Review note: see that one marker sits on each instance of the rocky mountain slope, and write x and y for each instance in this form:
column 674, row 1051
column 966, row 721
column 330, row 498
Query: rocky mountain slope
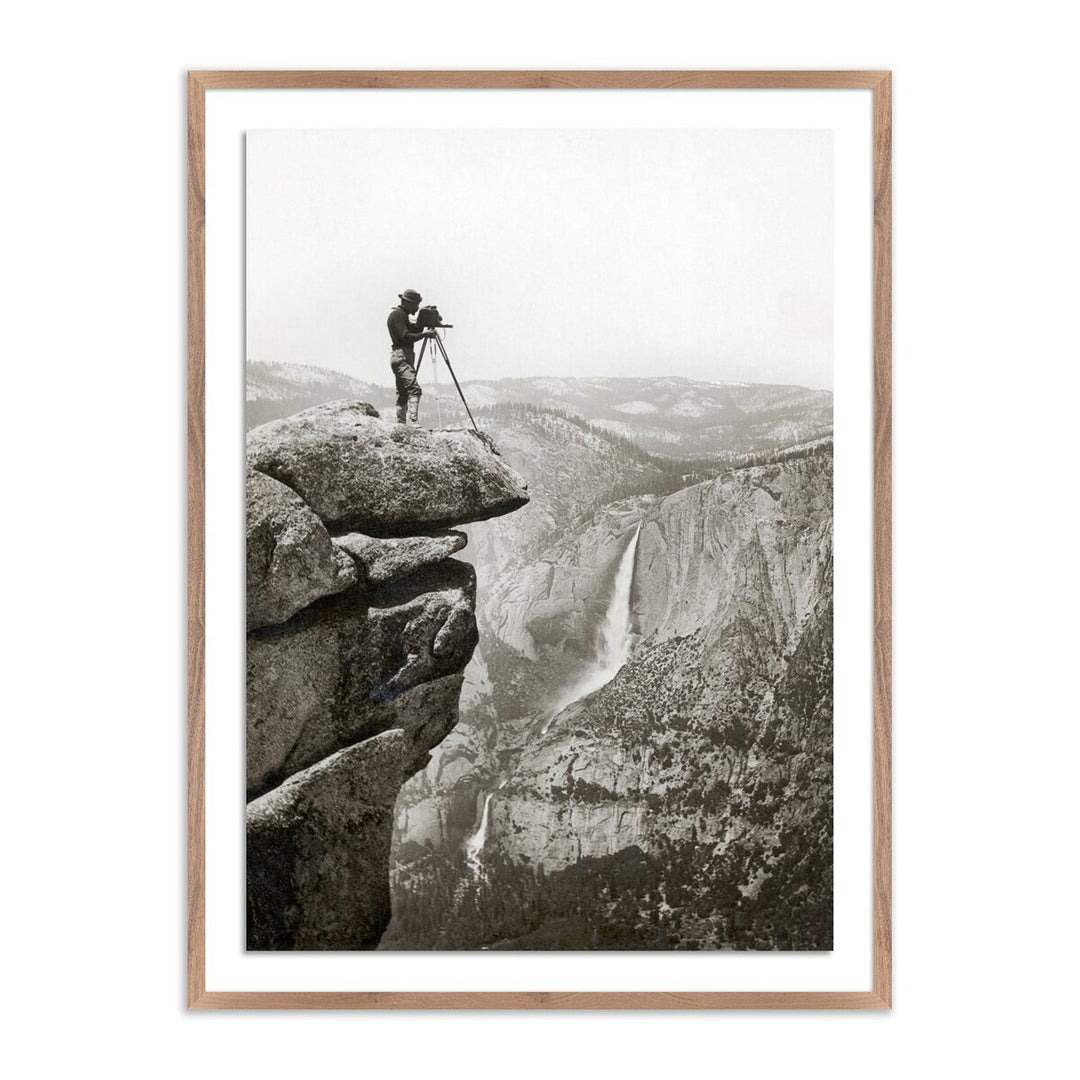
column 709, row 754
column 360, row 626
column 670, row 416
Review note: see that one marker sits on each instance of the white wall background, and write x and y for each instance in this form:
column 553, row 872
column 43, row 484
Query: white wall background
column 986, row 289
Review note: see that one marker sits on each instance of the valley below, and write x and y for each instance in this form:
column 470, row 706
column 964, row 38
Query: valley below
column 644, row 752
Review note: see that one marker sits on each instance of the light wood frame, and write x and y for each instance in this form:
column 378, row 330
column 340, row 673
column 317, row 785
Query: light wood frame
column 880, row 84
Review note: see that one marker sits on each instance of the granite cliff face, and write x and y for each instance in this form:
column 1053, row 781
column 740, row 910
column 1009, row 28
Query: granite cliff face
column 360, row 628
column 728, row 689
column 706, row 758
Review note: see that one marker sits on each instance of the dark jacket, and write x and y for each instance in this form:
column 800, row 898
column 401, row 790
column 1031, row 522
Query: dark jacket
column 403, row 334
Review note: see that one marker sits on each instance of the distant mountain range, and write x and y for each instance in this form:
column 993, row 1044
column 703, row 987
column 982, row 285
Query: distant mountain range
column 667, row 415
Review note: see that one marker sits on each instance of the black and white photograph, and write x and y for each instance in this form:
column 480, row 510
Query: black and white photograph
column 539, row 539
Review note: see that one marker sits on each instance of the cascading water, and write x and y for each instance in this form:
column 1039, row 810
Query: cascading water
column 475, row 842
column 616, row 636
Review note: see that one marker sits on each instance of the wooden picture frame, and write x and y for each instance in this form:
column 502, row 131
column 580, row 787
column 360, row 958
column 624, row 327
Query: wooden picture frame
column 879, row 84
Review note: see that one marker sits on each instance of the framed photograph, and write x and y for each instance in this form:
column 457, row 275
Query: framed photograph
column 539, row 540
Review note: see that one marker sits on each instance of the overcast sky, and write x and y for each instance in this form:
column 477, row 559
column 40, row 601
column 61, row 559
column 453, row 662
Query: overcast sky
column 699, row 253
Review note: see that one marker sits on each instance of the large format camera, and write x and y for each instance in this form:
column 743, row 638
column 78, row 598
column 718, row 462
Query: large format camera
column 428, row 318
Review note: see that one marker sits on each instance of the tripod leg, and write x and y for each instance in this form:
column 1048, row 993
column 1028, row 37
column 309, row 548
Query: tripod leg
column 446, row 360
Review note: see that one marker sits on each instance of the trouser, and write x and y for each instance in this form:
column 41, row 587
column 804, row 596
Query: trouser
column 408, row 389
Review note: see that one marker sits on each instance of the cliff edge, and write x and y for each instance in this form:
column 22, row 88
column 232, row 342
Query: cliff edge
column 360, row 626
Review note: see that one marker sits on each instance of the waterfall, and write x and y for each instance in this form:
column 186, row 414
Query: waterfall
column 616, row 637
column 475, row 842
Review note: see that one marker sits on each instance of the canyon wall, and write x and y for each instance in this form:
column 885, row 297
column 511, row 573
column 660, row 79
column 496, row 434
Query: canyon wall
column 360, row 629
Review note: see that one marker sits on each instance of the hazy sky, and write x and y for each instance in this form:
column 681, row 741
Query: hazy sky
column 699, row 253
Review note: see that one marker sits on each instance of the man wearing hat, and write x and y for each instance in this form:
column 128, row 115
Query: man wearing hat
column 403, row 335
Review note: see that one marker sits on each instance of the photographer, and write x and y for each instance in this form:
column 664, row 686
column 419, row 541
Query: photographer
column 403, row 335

*****

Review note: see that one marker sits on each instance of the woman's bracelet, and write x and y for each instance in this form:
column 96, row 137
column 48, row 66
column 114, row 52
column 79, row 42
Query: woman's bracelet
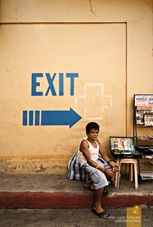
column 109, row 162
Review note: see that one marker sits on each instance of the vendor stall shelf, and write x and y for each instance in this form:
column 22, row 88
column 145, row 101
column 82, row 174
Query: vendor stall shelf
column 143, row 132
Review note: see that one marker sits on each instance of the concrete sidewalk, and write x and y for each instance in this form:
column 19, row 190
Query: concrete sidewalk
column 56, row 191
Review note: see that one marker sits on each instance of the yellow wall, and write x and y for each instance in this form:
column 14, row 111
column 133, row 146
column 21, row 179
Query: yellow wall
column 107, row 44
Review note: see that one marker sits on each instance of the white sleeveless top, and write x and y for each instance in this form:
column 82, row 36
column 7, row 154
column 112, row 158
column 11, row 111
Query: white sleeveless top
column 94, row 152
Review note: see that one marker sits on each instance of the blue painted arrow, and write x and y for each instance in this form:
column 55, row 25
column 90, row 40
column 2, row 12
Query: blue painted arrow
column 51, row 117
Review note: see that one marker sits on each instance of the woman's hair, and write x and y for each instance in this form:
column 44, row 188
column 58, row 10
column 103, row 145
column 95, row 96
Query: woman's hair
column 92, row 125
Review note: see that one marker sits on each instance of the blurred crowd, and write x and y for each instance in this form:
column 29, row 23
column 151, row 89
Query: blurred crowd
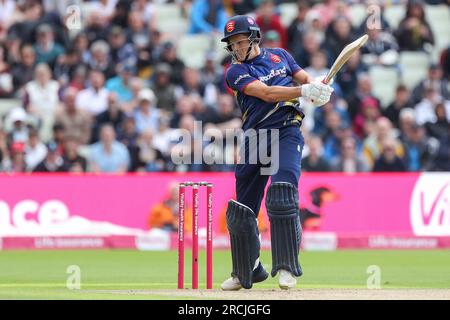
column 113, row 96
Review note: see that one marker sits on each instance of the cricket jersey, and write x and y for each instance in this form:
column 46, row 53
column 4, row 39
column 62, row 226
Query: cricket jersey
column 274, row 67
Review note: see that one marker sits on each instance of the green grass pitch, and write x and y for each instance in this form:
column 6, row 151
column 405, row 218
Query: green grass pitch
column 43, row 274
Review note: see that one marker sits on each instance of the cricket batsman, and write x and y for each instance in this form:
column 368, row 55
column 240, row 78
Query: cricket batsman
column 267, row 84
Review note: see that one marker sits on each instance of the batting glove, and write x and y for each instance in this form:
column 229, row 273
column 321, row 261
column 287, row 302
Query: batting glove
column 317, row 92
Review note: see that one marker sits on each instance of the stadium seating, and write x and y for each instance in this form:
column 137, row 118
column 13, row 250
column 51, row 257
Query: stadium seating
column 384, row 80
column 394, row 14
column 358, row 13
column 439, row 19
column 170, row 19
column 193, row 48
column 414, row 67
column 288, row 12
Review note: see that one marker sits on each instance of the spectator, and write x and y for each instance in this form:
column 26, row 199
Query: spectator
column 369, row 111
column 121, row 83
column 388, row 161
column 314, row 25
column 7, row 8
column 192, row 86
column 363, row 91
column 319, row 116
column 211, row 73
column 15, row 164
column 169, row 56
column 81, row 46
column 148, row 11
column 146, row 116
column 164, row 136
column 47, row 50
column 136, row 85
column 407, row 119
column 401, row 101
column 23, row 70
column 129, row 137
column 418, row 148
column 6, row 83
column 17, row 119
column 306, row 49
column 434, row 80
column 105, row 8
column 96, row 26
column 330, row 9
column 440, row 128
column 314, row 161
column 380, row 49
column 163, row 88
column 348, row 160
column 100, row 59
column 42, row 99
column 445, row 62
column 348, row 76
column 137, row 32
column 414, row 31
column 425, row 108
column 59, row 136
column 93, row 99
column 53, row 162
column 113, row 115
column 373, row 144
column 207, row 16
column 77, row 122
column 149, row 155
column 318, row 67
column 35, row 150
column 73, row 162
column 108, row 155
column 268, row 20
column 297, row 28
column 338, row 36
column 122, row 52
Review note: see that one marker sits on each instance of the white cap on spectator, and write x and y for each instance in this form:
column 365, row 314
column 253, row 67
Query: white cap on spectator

*****

(Problem requirements) Set down the data from the line containing "woman's bracelet, and" through the line containing "column 107, row 44" verbatim, both of those lines included, and omit the pictures from your answer.

(Complete response)
Review note: see that one marker sits on each instance of the woman's bracelet, and write x and y for each instance in this form:
column 96, row 137
column 48, row 66
column 114, row 52
column 79, row 42
Query: woman's bracelet
column 109, row 162
Review note: see that one marker sits on each instance of the vendor stall shelf, and write x and y for each instance in this form:
column 22, row 88
column 145, row 101
column 82, row 174
Query: vendor stall shelf
column 143, row 132
Review note: see that one marker sits on each instance of the concrete sidewalk, and write x and y for each instance in this form:
column 19, row 190
Query: concrete sidewalk
column 56, row 191
Review note: see that one marker sits on each instance of the yellow wall, and write x and y for each instance in this form:
column 14, row 111
column 133, row 146
column 21, row 179
Query: yellow wall
column 107, row 44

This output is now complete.